• Objective
Reproduce the lines of the records below word for word, from the line holding "Query: wet stone surface" through the last line of the records, both ends included.

# START OF Supplied data

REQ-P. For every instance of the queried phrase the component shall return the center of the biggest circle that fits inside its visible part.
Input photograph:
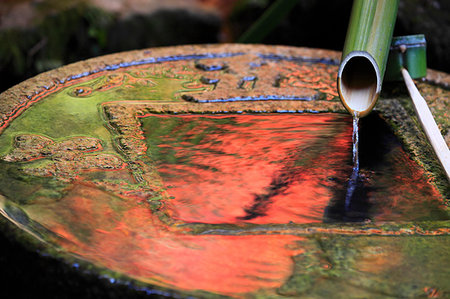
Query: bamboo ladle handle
(428, 123)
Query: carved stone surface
(220, 171)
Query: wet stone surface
(222, 171)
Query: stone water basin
(211, 171)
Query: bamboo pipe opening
(359, 82)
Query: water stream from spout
(355, 173)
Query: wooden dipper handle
(428, 123)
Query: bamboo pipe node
(359, 82)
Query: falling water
(355, 173)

# END OF Supplied data

• Right answer
Query: wet stone surface
(222, 171)
Query: stone water basin
(211, 171)
Query: bamboo pipe opening
(359, 82)
Query: water stream from spout
(355, 173)
Query: wooden dipper handle
(428, 123)
Query: bamboo pipe node
(359, 82)
Query: falling water
(355, 173)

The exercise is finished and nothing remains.